▸ **TEXTE FOURNI**:
=-=-=

Intervention de Nicole Bricq

Réunion du 17 décembre 2008 à 21h30
Loi de finances pour 2009 — Adoption des conclusions modifiées d'une commission mixte paritaire

Photo de Nicole BricqNicole Bricq :

C’est très grave !

Je dirai également un mot de la suppression « positive » de la fiscalisation des indemnités journalières allouées aux victimes d’accidents du travail. Je ne souhaite pas que cette suppression, acceptée par le Gouvernement, soit mise en balance avec la demi-part supplémentaire accordée aux parents isolés, qui a fait l’objet de notre discussion entre députés et sénateurs au sein de la commission mixte paritaire.

Vous avez donné un certain nombre de précisions, monsieur le ministre. Il reste que la solution que vous avalisez ce soir en n’y revenant pas n’est pas bonne, parce qu’elle introduira une distorsion entre les ménages concernés : ceux qui pourront prétendre avoir élevé seuls un enfant pendant cinq ans et ceux qui ne le pourront pas. Vous avez dit vous-même à l’Assemblée nationale que la preuve serait très difficile à apporter. Le Conseil constitutionnel devrait pouvoir nous éclairer sur ce point en nous disant quels contribuables pourront en bénéficier.

=-=-=

Lignes de points étiquetés:

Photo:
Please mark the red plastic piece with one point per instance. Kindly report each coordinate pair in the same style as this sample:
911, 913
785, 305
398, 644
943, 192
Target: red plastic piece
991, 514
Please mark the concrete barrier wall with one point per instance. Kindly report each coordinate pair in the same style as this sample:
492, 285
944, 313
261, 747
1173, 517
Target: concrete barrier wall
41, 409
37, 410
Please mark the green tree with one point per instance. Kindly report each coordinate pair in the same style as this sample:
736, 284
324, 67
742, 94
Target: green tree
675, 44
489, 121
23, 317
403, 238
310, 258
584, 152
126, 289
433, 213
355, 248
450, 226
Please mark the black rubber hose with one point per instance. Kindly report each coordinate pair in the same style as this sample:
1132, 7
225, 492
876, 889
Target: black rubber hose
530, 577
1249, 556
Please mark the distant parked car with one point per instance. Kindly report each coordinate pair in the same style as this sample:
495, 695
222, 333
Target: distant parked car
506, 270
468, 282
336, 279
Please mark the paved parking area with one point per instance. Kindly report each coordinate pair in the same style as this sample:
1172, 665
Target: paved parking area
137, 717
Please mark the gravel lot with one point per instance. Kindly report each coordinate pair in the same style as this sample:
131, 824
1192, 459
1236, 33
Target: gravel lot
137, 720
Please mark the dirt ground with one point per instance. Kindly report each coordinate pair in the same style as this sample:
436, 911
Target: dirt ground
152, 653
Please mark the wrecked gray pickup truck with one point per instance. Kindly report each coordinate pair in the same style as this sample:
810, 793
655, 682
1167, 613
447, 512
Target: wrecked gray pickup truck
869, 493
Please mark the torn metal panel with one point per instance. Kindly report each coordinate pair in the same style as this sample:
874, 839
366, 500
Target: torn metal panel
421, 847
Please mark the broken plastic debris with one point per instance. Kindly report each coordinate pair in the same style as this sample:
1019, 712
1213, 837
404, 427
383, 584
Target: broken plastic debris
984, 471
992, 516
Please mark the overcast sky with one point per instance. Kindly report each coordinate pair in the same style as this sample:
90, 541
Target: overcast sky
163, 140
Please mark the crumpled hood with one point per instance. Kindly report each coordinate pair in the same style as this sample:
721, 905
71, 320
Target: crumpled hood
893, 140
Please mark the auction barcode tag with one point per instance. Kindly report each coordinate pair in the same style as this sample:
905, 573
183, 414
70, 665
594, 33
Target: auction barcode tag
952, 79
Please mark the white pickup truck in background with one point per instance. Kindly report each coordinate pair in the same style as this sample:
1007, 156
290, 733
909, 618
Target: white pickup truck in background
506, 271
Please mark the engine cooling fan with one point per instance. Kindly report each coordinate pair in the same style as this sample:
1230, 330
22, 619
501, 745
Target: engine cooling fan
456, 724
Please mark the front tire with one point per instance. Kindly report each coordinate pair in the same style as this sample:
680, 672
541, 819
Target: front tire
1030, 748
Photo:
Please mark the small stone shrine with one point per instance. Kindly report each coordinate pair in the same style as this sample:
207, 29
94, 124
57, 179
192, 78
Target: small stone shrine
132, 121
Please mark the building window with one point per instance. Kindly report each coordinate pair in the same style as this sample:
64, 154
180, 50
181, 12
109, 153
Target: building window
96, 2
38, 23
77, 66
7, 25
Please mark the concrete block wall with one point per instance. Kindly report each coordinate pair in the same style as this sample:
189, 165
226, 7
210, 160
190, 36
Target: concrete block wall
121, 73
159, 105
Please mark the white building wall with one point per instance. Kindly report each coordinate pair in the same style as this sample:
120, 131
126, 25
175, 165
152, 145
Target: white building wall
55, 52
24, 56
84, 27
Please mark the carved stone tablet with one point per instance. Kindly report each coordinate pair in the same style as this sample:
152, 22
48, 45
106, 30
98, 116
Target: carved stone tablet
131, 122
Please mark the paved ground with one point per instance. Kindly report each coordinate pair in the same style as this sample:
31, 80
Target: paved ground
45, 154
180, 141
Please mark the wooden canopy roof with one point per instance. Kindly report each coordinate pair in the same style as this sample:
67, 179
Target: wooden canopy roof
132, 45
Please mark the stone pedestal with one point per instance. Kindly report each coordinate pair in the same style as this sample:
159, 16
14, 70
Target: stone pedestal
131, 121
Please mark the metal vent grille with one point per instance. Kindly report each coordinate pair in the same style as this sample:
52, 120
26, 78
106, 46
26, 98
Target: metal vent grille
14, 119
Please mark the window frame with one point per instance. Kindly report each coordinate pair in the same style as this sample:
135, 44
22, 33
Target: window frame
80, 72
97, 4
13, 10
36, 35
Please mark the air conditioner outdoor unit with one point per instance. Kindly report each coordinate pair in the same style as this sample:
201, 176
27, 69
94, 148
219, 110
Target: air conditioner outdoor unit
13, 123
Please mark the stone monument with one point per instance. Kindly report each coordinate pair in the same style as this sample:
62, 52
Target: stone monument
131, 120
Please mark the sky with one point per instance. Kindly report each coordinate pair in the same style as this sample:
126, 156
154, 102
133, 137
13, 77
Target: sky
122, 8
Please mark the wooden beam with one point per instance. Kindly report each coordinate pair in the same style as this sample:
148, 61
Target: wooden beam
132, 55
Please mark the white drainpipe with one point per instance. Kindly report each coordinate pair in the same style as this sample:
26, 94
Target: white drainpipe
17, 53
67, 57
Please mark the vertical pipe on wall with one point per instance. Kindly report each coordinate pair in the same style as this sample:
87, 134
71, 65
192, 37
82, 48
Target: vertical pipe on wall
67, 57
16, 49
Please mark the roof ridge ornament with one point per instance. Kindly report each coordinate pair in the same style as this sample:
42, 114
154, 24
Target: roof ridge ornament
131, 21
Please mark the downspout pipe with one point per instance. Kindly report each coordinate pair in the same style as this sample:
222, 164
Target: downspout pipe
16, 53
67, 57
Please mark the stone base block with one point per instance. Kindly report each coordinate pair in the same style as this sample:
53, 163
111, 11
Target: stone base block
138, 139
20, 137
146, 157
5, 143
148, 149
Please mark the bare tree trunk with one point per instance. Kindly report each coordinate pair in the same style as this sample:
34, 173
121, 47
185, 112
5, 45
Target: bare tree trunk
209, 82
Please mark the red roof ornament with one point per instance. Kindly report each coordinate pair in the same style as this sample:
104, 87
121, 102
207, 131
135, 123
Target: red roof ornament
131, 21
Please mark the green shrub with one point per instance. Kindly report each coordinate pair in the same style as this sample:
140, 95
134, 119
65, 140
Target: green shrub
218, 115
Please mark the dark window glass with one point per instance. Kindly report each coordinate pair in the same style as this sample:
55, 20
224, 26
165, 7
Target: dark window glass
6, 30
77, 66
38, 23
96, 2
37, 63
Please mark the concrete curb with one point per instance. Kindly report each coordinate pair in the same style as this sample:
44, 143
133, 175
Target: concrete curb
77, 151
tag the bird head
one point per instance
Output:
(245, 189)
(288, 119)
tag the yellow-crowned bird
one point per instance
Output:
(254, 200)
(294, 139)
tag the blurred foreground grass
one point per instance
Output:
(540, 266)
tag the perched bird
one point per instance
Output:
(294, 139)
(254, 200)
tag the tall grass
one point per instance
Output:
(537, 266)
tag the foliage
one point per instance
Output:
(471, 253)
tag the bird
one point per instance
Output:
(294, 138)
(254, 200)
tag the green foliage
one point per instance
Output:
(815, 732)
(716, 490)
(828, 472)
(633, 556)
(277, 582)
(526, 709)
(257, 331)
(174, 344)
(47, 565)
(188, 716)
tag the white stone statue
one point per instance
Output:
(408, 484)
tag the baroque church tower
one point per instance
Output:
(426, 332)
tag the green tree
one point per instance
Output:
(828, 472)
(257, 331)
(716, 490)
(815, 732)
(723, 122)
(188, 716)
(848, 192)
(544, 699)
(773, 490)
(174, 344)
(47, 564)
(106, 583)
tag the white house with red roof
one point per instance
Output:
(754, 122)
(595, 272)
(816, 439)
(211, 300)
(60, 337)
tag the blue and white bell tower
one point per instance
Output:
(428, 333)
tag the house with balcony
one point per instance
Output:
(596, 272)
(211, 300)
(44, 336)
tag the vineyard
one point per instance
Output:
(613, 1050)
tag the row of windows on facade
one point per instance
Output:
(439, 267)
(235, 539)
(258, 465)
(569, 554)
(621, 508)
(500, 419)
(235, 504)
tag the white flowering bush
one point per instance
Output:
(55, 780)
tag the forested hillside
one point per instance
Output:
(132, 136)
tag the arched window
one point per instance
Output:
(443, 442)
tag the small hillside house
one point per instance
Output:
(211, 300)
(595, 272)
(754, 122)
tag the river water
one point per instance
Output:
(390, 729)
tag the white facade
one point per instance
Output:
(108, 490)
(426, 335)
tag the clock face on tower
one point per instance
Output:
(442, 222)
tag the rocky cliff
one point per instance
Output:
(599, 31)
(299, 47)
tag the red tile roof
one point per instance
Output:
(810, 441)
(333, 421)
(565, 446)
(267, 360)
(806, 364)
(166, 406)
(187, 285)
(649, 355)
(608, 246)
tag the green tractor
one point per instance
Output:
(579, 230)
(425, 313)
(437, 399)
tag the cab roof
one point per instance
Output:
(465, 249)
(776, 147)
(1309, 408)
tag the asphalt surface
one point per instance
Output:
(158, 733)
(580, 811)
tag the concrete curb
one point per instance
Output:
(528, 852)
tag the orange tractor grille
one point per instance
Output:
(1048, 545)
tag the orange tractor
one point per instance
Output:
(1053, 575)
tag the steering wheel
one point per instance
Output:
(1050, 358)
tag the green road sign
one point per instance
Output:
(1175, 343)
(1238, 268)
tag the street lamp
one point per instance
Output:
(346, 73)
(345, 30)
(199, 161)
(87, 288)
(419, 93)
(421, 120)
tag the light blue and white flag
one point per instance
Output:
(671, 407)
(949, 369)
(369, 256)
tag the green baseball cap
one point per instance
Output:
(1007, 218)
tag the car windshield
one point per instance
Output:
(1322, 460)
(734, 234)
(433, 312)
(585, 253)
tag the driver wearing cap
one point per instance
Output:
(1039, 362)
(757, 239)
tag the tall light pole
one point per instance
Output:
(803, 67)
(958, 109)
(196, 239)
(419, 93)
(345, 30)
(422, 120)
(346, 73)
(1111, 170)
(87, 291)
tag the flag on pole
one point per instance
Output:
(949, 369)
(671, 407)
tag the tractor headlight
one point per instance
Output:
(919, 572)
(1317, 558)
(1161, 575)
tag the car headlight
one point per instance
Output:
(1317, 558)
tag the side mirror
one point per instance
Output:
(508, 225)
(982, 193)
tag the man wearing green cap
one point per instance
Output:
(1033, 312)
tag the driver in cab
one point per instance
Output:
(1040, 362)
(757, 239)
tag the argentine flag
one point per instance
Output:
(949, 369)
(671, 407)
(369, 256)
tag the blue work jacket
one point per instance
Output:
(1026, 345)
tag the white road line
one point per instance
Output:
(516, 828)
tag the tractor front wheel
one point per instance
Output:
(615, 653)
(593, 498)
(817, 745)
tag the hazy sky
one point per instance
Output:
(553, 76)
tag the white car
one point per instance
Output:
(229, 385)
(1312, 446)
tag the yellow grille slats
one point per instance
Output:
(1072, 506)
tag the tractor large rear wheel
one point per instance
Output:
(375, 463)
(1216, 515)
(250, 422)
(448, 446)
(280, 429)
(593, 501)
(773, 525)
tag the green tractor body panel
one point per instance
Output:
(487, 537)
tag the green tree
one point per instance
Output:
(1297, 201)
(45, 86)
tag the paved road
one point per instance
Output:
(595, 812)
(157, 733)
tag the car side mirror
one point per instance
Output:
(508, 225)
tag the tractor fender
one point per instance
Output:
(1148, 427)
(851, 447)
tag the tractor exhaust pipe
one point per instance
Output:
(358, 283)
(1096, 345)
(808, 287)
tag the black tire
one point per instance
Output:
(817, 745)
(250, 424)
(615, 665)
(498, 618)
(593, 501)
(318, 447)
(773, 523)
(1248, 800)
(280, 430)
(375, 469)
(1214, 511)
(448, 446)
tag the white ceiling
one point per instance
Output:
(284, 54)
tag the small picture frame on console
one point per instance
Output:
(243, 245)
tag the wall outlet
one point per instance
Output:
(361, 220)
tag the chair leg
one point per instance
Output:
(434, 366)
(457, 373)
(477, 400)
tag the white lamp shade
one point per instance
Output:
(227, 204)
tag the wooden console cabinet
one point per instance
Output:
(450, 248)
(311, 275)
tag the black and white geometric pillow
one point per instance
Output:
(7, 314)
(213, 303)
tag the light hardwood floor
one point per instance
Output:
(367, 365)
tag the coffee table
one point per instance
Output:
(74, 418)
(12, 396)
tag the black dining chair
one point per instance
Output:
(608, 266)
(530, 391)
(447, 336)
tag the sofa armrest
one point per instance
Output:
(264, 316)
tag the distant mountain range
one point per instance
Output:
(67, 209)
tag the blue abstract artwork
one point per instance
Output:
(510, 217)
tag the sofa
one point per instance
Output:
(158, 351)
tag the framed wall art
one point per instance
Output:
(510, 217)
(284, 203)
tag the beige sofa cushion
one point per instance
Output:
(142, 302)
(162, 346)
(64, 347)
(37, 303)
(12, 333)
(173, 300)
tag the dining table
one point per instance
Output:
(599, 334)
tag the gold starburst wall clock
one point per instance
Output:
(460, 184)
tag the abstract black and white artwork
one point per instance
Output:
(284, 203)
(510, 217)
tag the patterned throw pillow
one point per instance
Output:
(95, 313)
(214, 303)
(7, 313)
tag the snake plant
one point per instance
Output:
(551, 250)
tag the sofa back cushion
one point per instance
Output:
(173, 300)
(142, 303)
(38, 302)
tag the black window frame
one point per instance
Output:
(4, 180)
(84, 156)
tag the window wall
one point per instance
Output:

=-=-=

▸ **OBJECTIF ÉNONCÉ 1**:
Présentez en liste numérotée, sans les lignes vides, les lignes fournies qui vont de celle contenant « tag the cab roof » jusqu'à celle contenant « (1238, 268) », toutes deux comprises.
▸ **OBJECTIF ÉNONCÉ 2**:
Poursuivez l'intervention sur la loi de finances pour 2009 à partir de l'endroit où elle s'arrête.
L'intervention sur la loi de finances pour 2009 et les lignes ne proviennent pas de la même source.

▸ **RÉPONSE 1**:
1. tag the cab roof
2. one point per instance
3. Output:
4. (465, 249)
5. (776, 147)
6. (1309, 408)
7. tag the asphalt surface
8. one point per instance
9. Output:
10. (158, 733)
11. (580, 811)
12. tag the concrete curb
13. one point per instance
14. Output:
15. (528, 852)
16. tag the orange tractor grille
17. one point per instance
18. Output:
19. (1048, 545)
20. tag the orange tractor
21. one point per instance
22. Output:
23. (1053, 575)
24. tag the steering wheel
25. one point per instance
26. Output:
27. (1050, 358)
28. tag the green road sign
29. one point per instance
30. Output:
31. (1175, 343)
32. (1238, 268)

▸ **RÉPONSE 2**:
J’estime que ce n’était pas le moment de prendre une telle mesure, parce que nous touchons là non seulement à la politique fiscale mais aussi à la politique familiale, et après le rapport du Conseil d’orientation des retraites, cela fait partie de la discussion.

Cette affaire de demi-part, qui concerne plusieurs millions de personnes, aurait justifié un travail parlementaire de la même ampleur que celui qui a été conduit notamment sur les niches fiscales et qui a abouti au plafonnement du dispositif « Malraux ».

Je regrette que tel n’ait pas été le cas, parce que les personnes qui ont élevé un enfant seules pendant moins de cinq ans perdront progressivement le bénéfice de leur demi-part avec un couperet assez brutal qui tombera en 2012. Je pensais que le Gouvernement aurait au moins repoussé l’échéance. De nombreuses femmes seront concernées : toutes les femmes de ma génération qui ont bénéficié de cette demi-part la perdront.

Je considère que vous avez commis une faute politique. Vous auriez pu proposer un travail de réflexion sur cet enjeu. Il est extrêmement dommage d’avoir procédé de cette façon.

Cela justifie le fait que nous soyons contre ce dispositif, même si la solution de l’Assemblée nationale adoptée finalement est moins grave que celle qui avait été introduite par le Sénat. Toutefois, quelle que soit la solution retenue, M. Gaillard l’a dit tout à l’heure, elle n’est pas bonne et elle comporte une profonde part d’injustice.

Je dirai un mot également sur l’adoption d’un encadrement beaucoup plus strict concernant la dérivation, le « tuyau », qui part de l’impôt de solidarité sur la fortune vers les PME.

J’ai toujours soutenu, au nom du groupe socialiste, les interventions de notre collègue Philippe Adnot sur ce sujet. En effet, si cette dérivation est contestable sur le fond suivant ce que l’on pense de l’impôt de solidarité sur la fortune, on revient à l’esprit du texte : l’investissement direct et la proximité.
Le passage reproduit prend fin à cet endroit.